(Data for the task Opens)

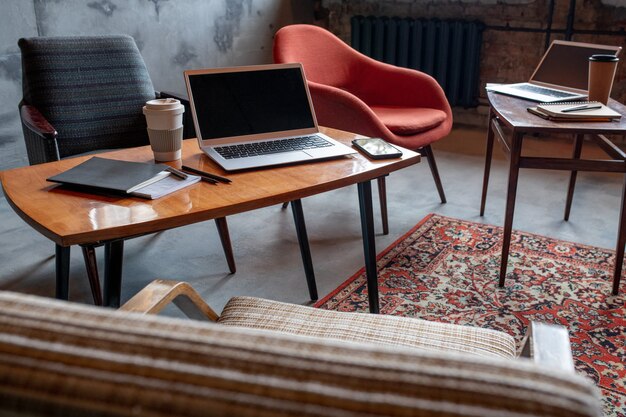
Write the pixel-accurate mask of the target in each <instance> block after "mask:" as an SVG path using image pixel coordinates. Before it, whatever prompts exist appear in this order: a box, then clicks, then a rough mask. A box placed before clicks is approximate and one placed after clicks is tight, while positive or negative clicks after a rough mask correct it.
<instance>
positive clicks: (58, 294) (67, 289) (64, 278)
mask: <svg viewBox="0 0 626 417" xmlns="http://www.w3.org/2000/svg"><path fill="white" fill-rule="evenodd" d="M55 253H56V257H55V261H56V276H57V282H56V290H55V292H56V293H55V296H56V298H58V299H59V300H67V299H69V295H70V246H61V245H56V251H55Z"/></svg>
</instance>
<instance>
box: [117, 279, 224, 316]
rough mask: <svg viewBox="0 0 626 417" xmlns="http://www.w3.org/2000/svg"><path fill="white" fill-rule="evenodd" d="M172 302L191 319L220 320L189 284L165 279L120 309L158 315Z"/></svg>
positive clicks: (127, 301)
mask: <svg viewBox="0 0 626 417" xmlns="http://www.w3.org/2000/svg"><path fill="white" fill-rule="evenodd" d="M172 302H173V303H174V304H175V305H176V306H177V307H178V308H179V309H180V310H181V311H182V312H183V313H185V315H186V316H187V317H189V318H191V319H196V320H205V321H217V319H218V318H219V316H218V315H217V313H215V311H213V309H212V308H211V307H209V305H208V304H207V303H205V302H204V300H203V299H202V297H200V294H198V293H197V292H196V290H194V289H193V288H192V287H191V286H190V285H189V284H187V283H186V282H179V281H170V280H165V279H157V280H154V281H152V282H151V283H150V284H148V285H147V286H146V287H145V288H144V289H142V290H141V291H139V292H138V293H137V294H135V296H134V297H133V298H131V299H130V300H128V301H127V302H126V304H124V305H123V306H122V307H120V308H119V309H120V310H122V311H134V312H137V313H144V314H158V313H159V312H160V311H161V310H163V309H164V308H165V307H166V306H167V305H168V304H169V303H172Z"/></svg>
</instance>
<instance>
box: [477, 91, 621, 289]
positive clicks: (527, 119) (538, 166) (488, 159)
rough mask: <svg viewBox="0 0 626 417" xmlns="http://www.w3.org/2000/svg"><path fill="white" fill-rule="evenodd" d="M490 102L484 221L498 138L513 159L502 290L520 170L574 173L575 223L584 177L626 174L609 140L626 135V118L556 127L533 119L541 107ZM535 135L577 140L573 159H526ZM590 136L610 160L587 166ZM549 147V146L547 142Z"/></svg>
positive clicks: (569, 194) (615, 145) (502, 272)
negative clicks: (573, 138)
mask: <svg viewBox="0 0 626 417" xmlns="http://www.w3.org/2000/svg"><path fill="white" fill-rule="evenodd" d="M487 97H488V99H489V104H490V106H491V109H490V113H489V129H488V132H487V151H486V158H485V173H484V177H483V192H482V198H481V202H480V215H481V216H482V215H484V213H485V202H486V199H487V188H488V185H489V171H490V168H491V157H492V153H493V139H494V136H496V137H497V138H498V141H499V142H500V143H501V145H502V148H503V149H504V151H505V154H506V155H507V156H508V158H509V161H510V165H509V181H508V190H507V200H506V210H505V214H504V236H503V239H502V260H501V263H500V278H499V286H500V287H503V286H504V281H505V278H506V268H507V262H508V258H509V247H510V245H511V232H512V227H513V213H514V211H515V196H516V193H517V180H518V174H519V170H520V168H533V169H551V170H561V171H570V172H571V175H570V181H569V188H568V191H567V199H566V203H565V214H564V219H565V220H568V219H569V214H570V208H571V205H572V199H573V196H574V187H575V185H576V174H577V172H578V171H595V172H622V173H626V153H624V152H623V151H622V150H621V149H619V148H618V147H617V146H616V145H615V144H614V143H613V142H611V141H610V140H609V139H607V138H606V137H605V136H604V135H606V134H610V135H622V136H623V135H626V117H623V118H622V119H620V120H619V121H613V122H552V121H550V120H544V119H542V118H540V117H538V116H535V115H533V114H531V113H529V112H528V111H527V110H526V109H527V108H528V107H530V106H533V105H535V103H533V102H530V101H527V100H523V99H519V98H515V97H509V96H505V95H502V94H498V93H494V92H488V93H487ZM609 107H611V108H612V109H613V110H615V111H617V112H619V113H621V114H623V115H625V116H626V106H624V105H622V104H621V103H618V102H617V101H614V100H611V101H610V102H609ZM534 133H544V134H556V133H568V134H571V135H572V137H573V138H574V145H573V152H572V157H571V158H544V157H530V156H523V155H522V142H523V140H524V136H525V135H528V134H534ZM585 135H587V136H588V137H589V138H591V139H592V140H593V141H594V142H595V143H596V144H597V145H598V146H599V147H600V148H601V149H602V150H603V151H604V152H605V153H606V154H607V156H608V157H609V158H610V159H603V160H585V159H580V155H581V150H582V145H583V139H584V137H585ZM546 143H549V140H546ZM625 201H626V176H624V186H623V189H622V205H621V208H620V216H619V229H618V233H617V245H616V248H615V270H614V273H613V294H615V295H617V294H618V291H619V283H620V277H621V274H622V263H623V260H624V245H625V244H626V211H624V202H625Z"/></svg>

(Data for the task Closes)

- **To-do item**: Exact copy, no pictures: reproduce every record above.

- **The answer**:
Write the pixel-accurate mask of the target in each <instance> block after "mask:" as an SVG path using image pixel coordinates. Before it, whatever prompts exist appear in this order: a box, then clicks, then a rough mask. A box placed before clicks is approximate and one placed after clicks is tight, while positive or negative clicks after a rough mask correct it.
<instance>
positive clicks: (58, 294) (67, 289) (64, 278)
mask: <svg viewBox="0 0 626 417" xmlns="http://www.w3.org/2000/svg"><path fill="white" fill-rule="evenodd" d="M55 253H56V257H55V261H56V276H57V282H56V290H55V292H56V293H55V296H56V298H58V299H59V300H67V299H69V295H70V246H61V245H56V251H55Z"/></svg>
</instance>
<instance>
box: [117, 279, 224, 316]
rough mask: <svg viewBox="0 0 626 417" xmlns="http://www.w3.org/2000/svg"><path fill="white" fill-rule="evenodd" d="M172 302L191 319L220 320L189 284L165 279L120 309L158 315Z"/></svg>
positive clicks: (127, 301)
mask: <svg viewBox="0 0 626 417" xmlns="http://www.w3.org/2000/svg"><path fill="white" fill-rule="evenodd" d="M172 302H173V303H174V304H175V305H176V306H177V307H178V308H179V309H180V310H181V311H182V312H183V313H185V315H186V316H187V317H189V318H191V319H196V320H205V321H217V319H218V318H219V316H218V315H217V313H215V311H213V309H212V308H211V307H209V305H208V304H207V303H205V302H204V300H203V299H202V297H200V294H198V293H197V292H196V290H194V289H193V288H192V287H191V286H190V285H189V284H187V283H186V282H179V281H170V280H165V279H157V280H154V281H152V282H151V283H150V284H148V285H147V286H146V287H145V288H144V289H142V290H141V291H139V292H138V293H137V294H135V296H134V297H133V298H131V299H130V300H128V301H127V302H126V304H124V305H123V306H122V307H120V308H119V309H120V310H122V311H134V312H137V313H144V314H158V313H159V312H160V311H161V310H163V309H164V308H165V307H166V306H167V305H168V304H169V303H172Z"/></svg>
</instance>
<instance>
box: [477, 91, 621, 289]
positive clicks: (527, 119) (538, 166) (488, 159)
rough mask: <svg viewBox="0 0 626 417" xmlns="http://www.w3.org/2000/svg"><path fill="white" fill-rule="evenodd" d="M490 102L484 221L498 138L513 159L502 290L520 170L574 173L575 223L584 177L626 174L609 140L626 135V118L556 127L533 119L541 107ZM535 135L577 140L573 159H526ZM590 136L610 160L587 166ZM549 147V146L547 142Z"/></svg>
positive clicks: (569, 194) (615, 145) (502, 272)
negative clicks: (573, 138)
mask: <svg viewBox="0 0 626 417" xmlns="http://www.w3.org/2000/svg"><path fill="white" fill-rule="evenodd" d="M487 97H488V99H489V104H490V106H491V109H490V113H489V129H488V132H487V151H486V158H485V173H484V177H483V192H482V198H481V202H480V215H481V216H482V215H484V213H485V202H486V199H487V188H488V185H489V171H490V168H491V157H492V153H493V139H494V136H496V137H497V138H498V141H499V142H500V143H501V145H502V148H503V149H504V151H505V154H506V155H507V156H508V158H509V161H510V165H509V181H508V190H507V200H506V210H505V214H504V236H503V239H502V260H501V263H500V278H499V286H500V287H503V286H504V281H505V278H506V268H507V262H508V258H509V247H510V245H511V232H512V227H513V213H514V211H515V196H516V193H517V180H518V174H519V170H520V168H533V169H551V170H561V171H570V172H571V175H570V181H569V188H568V191H567V199H566V203H565V214H564V219H565V220H568V219H569V214H570V208H571V205H572V199H573V196H574V187H575V185H576V174H577V172H578V171H595V172H622V173H626V153H624V152H623V151H622V150H621V149H619V148H618V147H617V146H616V145H615V144H614V143H613V142H611V141H610V140H609V139H607V138H606V137H605V136H604V135H606V134H610V135H622V136H623V135H626V117H623V118H622V119H620V120H619V121H613V122H552V121H550V120H544V119H542V118H540V117H538V116H535V115H533V114H531V113H529V112H528V111H527V110H526V109H527V108H528V107H530V106H533V105H535V103H533V102H530V101H527V100H523V99H519V98H515V97H509V96H505V95H502V94H498V93H494V92H488V93H487ZM609 107H611V108H612V109H613V110H615V111H617V112H619V113H621V114H623V115H625V116H626V106H624V105H622V104H621V103H618V102H617V101H614V100H611V101H610V102H609ZM534 133H544V134H556V133H568V134H571V135H572V137H573V138H574V145H573V152H572V157H571V158H544V157H530V156H523V155H522V142H523V140H524V136H525V135H528V134H534ZM585 135H587V136H588V137H589V138H591V139H592V140H593V141H594V142H595V143H596V144H597V145H598V146H599V147H600V148H601V149H602V150H603V151H604V152H605V153H606V154H607V156H608V157H609V158H610V159H603V160H585V159H580V155H581V150H582V145H583V139H584V137H585ZM546 143H549V140H546ZM625 201H626V176H624V186H623V189H622V205H621V208H620V216H619V229H618V233H617V245H616V248H615V270H614V273H613V294H615V295H617V294H618V291H619V283H620V277H621V274H622V263H623V260H624V245H625V244H626V211H624V202H625Z"/></svg>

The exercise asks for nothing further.